>> Start Dataset extract
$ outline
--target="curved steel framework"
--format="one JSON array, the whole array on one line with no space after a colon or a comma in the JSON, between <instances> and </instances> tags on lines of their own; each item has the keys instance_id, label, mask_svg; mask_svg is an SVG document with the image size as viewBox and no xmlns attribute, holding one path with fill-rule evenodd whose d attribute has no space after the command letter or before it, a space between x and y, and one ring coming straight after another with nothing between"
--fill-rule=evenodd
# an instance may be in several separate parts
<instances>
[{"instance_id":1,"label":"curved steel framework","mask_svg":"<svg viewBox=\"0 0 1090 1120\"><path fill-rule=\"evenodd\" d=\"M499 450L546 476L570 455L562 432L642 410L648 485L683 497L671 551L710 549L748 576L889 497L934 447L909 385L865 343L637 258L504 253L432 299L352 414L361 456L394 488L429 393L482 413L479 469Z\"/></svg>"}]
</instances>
>> End Dataset extract
> [What the task requires]
Reproduce the entries above with "separate" swapped for "distinct", keeping everything else identical.

> [Full response]
$ outline
--target="curved steel framework"
--format="one JSON array, the whole array on one line with no space after a colon or a comma in the JSON, between <instances> and </instances> tags on lines of their own; each item has the keys instance_id, label, mask_svg; mask_svg is an SVG document with the image size as viewBox and no xmlns attribute, holding one path with fill-rule evenodd whose d attribute has no space after the command letter or before it, a space between x and y, and one ring coming straight after another with nothing between"
--fill-rule=evenodd
# an instance may be in several distinct parts
<instances>
[{"instance_id":1,"label":"curved steel framework","mask_svg":"<svg viewBox=\"0 0 1090 1120\"><path fill-rule=\"evenodd\" d=\"M499 450L546 476L570 455L562 432L642 410L648 485L683 497L671 551L710 549L748 576L889 497L934 447L909 385L865 343L637 258L504 253L432 299L352 414L361 456L394 488L429 393L482 413L479 469Z\"/></svg>"}]
</instances>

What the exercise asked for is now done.